What is required -
Of the entries below, return exactly those lines that fall between the one containing "Target: black laptop screen bezel" and the one containing "Target: white cable in box", the two end lines included.

Collected data entries:
________________________

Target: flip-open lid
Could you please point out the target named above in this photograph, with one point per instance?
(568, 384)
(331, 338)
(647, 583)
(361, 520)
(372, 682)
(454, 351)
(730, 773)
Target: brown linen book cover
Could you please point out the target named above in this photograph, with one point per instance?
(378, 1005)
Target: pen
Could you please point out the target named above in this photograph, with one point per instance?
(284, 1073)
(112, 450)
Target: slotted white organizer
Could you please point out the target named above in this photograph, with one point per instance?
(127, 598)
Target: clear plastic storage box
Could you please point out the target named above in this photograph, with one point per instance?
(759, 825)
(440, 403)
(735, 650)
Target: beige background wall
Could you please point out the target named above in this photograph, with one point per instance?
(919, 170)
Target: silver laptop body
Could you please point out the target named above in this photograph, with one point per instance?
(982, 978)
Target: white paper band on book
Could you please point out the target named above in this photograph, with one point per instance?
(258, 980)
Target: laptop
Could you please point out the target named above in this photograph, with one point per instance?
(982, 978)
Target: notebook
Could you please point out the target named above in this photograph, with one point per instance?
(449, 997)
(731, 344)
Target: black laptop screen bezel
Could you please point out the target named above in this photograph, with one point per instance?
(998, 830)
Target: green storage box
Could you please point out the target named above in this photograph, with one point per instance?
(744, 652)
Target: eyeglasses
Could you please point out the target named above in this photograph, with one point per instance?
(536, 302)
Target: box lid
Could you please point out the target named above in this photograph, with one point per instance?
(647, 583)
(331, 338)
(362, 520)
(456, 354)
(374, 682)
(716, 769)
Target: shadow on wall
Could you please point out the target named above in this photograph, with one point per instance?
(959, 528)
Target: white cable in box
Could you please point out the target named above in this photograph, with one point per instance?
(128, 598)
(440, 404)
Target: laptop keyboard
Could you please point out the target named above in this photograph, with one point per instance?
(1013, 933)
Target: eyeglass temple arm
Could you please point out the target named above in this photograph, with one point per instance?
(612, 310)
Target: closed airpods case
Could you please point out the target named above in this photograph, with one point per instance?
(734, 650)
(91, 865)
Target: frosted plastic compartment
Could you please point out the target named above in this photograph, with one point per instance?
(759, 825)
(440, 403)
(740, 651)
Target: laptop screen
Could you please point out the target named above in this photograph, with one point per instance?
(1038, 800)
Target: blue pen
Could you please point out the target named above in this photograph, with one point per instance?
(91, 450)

________________________

Answer to this exercise -
Target: black laptop screen bezel
Could you please point out the target named above in this photograph, with one point per instance?
(998, 830)
Target: green storage box
Could you please point out the target named above in this photograph, with one point per instance?
(744, 652)
Target: eyeglasses
Could you please point out the target named above in this photograph, with one point per instance?
(536, 302)
Target: box lid
Could you please point out the target named above in this photograph, with one point per instance?
(647, 583)
(331, 338)
(362, 520)
(456, 354)
(374, 682)
(716, 769)
Target: shadow on wall
Could you please point out the target named above in this photograph, with one point per instance?
(959, 528)
Target: white cable in box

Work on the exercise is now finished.